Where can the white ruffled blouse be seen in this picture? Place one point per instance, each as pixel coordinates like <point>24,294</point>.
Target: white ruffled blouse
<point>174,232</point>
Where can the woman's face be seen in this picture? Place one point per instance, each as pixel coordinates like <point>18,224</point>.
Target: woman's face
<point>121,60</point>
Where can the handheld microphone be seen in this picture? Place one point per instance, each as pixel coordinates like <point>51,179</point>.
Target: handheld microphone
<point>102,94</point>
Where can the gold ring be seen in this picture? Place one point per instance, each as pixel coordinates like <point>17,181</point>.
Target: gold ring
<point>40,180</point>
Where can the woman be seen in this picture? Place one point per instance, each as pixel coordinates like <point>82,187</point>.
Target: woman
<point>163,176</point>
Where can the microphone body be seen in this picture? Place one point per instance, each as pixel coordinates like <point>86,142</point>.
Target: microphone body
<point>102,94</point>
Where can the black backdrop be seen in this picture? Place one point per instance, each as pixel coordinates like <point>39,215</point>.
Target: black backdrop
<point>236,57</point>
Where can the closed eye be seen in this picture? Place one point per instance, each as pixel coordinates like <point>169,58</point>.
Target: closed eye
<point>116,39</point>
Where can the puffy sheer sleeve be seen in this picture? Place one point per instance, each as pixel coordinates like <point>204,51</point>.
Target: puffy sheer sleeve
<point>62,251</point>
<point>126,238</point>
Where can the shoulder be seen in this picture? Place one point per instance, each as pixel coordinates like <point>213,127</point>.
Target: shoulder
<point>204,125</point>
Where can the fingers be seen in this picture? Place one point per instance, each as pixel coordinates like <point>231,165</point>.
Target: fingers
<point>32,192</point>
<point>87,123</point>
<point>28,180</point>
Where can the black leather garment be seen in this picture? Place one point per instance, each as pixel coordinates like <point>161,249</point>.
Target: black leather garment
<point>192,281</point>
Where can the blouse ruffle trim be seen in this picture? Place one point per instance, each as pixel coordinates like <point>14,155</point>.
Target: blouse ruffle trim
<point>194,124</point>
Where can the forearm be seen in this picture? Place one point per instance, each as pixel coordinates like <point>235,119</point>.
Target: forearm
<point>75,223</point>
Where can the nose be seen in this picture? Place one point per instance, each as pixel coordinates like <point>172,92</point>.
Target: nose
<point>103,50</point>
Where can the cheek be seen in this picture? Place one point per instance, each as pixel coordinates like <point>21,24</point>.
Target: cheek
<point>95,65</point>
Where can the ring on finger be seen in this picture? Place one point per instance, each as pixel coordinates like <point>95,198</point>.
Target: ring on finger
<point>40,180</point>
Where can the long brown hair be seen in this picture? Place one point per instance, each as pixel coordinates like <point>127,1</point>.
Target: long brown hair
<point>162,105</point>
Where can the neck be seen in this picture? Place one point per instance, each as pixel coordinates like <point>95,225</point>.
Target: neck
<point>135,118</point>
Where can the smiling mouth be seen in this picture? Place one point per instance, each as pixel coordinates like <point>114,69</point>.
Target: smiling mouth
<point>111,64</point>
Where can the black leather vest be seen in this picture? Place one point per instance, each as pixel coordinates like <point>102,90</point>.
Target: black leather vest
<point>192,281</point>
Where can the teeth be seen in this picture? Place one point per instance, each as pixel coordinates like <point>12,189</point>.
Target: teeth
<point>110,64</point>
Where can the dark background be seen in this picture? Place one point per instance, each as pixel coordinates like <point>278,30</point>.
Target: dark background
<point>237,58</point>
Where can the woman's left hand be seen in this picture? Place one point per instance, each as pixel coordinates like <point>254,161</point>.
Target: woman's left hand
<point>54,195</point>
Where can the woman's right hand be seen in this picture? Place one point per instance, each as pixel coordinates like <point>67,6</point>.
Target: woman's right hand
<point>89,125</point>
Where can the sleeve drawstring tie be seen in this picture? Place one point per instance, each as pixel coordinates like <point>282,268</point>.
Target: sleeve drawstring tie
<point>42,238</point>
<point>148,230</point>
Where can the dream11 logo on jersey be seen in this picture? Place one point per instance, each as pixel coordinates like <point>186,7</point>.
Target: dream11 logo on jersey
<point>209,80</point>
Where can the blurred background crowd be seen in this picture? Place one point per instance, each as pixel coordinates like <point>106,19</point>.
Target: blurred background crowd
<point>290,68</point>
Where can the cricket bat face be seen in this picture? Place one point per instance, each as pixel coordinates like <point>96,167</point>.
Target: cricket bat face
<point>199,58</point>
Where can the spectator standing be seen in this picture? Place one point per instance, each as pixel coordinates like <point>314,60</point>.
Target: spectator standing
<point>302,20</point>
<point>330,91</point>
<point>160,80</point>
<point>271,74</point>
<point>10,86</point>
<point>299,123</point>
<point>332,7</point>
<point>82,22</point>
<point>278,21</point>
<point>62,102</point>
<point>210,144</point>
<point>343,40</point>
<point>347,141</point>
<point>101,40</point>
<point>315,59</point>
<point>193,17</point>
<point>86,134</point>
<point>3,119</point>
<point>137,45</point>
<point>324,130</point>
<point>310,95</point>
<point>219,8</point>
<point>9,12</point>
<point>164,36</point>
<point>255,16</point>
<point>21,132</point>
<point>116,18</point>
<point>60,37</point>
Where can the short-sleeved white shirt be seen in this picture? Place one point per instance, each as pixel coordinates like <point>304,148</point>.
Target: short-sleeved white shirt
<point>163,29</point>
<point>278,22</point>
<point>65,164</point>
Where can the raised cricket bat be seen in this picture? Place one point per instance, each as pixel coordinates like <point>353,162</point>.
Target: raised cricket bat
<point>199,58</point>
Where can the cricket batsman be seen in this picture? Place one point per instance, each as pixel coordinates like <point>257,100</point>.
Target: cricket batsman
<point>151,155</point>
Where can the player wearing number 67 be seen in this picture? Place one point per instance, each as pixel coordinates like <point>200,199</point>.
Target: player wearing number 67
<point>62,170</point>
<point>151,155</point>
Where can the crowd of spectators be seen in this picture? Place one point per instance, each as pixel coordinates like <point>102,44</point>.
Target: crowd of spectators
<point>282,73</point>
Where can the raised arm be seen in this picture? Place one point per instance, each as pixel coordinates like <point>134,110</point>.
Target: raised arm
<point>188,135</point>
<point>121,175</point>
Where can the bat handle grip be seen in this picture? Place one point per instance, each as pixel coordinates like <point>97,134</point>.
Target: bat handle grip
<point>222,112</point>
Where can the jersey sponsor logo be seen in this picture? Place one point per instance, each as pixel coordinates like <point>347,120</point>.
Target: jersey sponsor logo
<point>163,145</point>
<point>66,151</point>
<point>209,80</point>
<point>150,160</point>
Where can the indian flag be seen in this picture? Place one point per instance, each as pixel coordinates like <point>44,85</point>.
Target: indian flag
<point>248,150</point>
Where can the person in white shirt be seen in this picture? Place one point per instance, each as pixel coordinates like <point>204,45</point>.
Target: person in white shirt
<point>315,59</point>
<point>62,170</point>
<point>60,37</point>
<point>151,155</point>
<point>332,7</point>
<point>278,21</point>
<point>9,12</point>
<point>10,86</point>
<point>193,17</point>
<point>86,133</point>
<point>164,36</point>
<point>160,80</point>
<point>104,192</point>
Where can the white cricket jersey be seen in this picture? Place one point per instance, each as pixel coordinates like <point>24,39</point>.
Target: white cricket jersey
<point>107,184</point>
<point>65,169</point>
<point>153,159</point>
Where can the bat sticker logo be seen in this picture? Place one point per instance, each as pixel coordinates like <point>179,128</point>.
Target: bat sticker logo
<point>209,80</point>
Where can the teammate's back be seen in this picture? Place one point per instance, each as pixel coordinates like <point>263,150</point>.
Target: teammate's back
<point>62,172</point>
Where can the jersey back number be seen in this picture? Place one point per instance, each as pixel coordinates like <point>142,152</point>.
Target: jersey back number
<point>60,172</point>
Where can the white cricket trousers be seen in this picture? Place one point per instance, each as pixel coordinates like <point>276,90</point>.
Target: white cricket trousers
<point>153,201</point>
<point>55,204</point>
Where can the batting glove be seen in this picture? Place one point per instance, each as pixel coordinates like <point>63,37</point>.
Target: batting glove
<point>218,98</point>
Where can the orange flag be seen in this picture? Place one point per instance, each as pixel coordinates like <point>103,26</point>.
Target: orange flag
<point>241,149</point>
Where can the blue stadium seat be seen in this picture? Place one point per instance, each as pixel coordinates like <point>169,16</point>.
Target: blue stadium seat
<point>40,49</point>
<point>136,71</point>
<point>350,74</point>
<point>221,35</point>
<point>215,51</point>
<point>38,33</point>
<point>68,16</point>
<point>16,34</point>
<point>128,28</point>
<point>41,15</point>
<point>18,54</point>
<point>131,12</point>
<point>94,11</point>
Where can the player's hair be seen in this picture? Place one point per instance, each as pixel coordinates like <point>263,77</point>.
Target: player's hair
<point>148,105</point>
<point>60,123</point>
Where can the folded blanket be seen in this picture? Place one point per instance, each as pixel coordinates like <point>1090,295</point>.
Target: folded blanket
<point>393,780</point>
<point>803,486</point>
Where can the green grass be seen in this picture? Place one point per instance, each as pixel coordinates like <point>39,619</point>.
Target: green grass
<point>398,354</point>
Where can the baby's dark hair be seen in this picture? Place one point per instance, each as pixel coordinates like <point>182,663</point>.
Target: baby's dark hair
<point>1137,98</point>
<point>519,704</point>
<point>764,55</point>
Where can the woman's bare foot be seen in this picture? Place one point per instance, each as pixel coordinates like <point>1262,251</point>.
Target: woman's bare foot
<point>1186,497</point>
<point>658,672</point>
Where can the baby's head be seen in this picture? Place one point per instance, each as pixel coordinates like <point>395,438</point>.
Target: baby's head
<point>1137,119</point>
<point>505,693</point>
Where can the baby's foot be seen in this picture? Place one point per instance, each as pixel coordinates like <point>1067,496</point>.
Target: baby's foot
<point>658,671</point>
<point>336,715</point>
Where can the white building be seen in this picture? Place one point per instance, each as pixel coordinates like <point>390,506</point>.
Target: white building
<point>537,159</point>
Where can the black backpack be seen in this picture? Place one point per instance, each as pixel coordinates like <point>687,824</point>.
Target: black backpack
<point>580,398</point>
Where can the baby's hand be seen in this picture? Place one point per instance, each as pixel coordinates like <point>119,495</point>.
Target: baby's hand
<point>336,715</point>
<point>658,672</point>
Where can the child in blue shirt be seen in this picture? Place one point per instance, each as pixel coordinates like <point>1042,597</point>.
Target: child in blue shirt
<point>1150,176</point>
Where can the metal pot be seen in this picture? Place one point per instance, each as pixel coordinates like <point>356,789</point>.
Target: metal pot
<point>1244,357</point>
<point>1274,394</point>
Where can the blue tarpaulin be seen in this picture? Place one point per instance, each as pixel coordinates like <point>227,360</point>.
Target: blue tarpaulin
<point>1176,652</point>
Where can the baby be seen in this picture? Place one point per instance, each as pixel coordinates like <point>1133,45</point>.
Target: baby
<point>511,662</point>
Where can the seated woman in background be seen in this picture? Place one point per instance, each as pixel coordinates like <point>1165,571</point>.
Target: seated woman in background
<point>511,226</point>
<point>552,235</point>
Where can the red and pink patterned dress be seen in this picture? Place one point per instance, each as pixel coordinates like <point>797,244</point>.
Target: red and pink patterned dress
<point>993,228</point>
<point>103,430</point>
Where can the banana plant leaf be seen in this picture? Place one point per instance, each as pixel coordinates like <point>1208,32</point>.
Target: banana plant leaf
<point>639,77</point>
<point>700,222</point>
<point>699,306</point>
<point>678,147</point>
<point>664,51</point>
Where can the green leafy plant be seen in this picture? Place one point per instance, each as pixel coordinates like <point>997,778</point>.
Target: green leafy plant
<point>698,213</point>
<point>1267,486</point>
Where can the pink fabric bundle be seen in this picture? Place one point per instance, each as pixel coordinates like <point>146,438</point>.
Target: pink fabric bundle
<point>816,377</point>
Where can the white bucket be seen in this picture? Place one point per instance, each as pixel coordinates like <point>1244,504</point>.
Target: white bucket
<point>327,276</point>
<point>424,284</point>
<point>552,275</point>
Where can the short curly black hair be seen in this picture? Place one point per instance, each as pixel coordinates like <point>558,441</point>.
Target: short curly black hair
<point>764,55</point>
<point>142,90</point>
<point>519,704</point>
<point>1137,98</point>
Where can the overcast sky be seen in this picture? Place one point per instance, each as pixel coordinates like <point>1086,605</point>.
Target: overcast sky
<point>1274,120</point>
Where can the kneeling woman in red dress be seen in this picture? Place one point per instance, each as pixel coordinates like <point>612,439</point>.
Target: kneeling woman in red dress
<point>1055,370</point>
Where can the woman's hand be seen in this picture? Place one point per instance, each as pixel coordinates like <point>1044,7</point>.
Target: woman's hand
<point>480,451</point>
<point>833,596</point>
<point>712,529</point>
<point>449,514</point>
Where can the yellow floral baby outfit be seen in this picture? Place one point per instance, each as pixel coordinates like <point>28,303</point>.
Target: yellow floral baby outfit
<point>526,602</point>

**Requirement:** Reproduce the lines above, beginning at the line with "Where can the baby's head" and stopping after the line with "Where can the baby be", exactly as they are.

**Task result:**
Where can the baby's head be seen in this picture? Place one point per instance, each as pixel coordinates like <point>395,438</point>.
Target: baby's head
<point>1137,119</point>
<point>505,693</point>
Where can the baby's foot be seen in this picture? Place one point per instance, each as pixel coordinates like <point>1067,496</point>.
Target: baby's foot
<point>658,671</point>
<point>336,715</point>
Where can the white building be seen in this picture? Place one point per instance, each as pixel coordinates like <point>390,506</point>.
Target: white building
<point>537,159</point>
Where can the black backpack be seen in this picture? Place one point per instance, each as pixel coordinates like <point>687,824</point>.
Target: black backpack
<point>580,398</point>
Where can the baby's hand be seen in this picture? Place one point per instance, each as pixel coordinates like <point>119,495</point>.
Target: baby's hand
<point>336,715</point>
<point>658,672</point>
Where can the child in blue shirt be seen in this picture? Place one point per instance, each as pixel coordinates like <point>1042,597</point>.
Target: child in blue shirt
<point>1150,176</point>
Where can the metal pot be seen in this picture? Place one point per instance, each as pixel coordinates like <point>356,789</point>.
Target: metal pot
<point>1244,357</point>
<point>1274,394</point>
Where can the blue tarpaulin be seen in this picture? Place one point per instance, each as pixel coordinates like <point>227,360</point>.
Target: blue tarpaulin
<point>1176,652</point>
Where can the baby be seen in this picture? Place one point per instance, each as pixel coordinates like <point>1133,45</point>.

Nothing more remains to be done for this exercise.